* [Objectives]:
**1)** Reproduce the amendment letter from "Reference is hereby" up to and including "the Lock-up period.", changing "seven (7) day" to "fourteen (14) day".
**2)** According to the amendment letter, on what date is the Letter of Intent dated?
**3)** List every calendar date that appears in the amendment letter.

-- begin Source --

Attn: Mr. Ted Hartley

Ms. Dina Merrill

Re: Amendment to Letter of Intent

Dear Ted and Ms. Merrill:

Reference is hereby made to that certain Letter of Intent ("LOI") dated as of May 8, 2003, by and between Ted Hartley and Dina Merrill, on the one hand, and International Media Acquisition Group ("IMAG"). Terms used herein that are not otherwise defined herein have the meaning ascribed to them in the LOI.

Whereas, each of the parties believe that it is in best interests to agree to a seven (7) day extension to the start of the Lock-up period.

Now therefore, for good and valuable consideration, the receipt of which is hereby acknowledged, the parties agree to amend the LOI as follows:

1. The first sentence of Paragraph 10 is hereby deleted in its entirety and replaced with the following:

10. Overhead Contribution. AC agrees to provide to RKO the following amounts as contribution towards over head: (a) $125,000 payable no later than May 31, 2003 ("1st Overhead Payment") (the receipt of which is hereby acknowledged); and (b), subject to subsection C. below, $250,000 payable June 16, 2003 ("2nd Overhead Payment").

-- end Source --
-- begin Data section --

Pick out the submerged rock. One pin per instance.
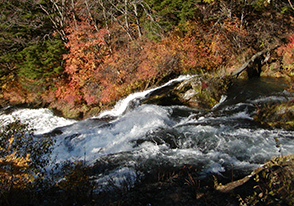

-- end Data section --

* [Outputs for the tasks]:
**1)**
Reference is hereby made to that certain Letter of Intent ("LOI") dated as of May 8, 2003, by and between Ted Hartley and Dina Merrill, on the one hand, and International Media Acquisition Group ("IMAG"). Terms used herein that are not otherwise defined herein have the meaning ascribed to them in the LOI.

Whereas, each of the parties believe that it is in best interests to agree to a fourteen (14) day extension to the start of the Lock-up period.

**2)** May 8, 2003

**3)**
May 8, 2003
May 31, 2003
June 16, 2003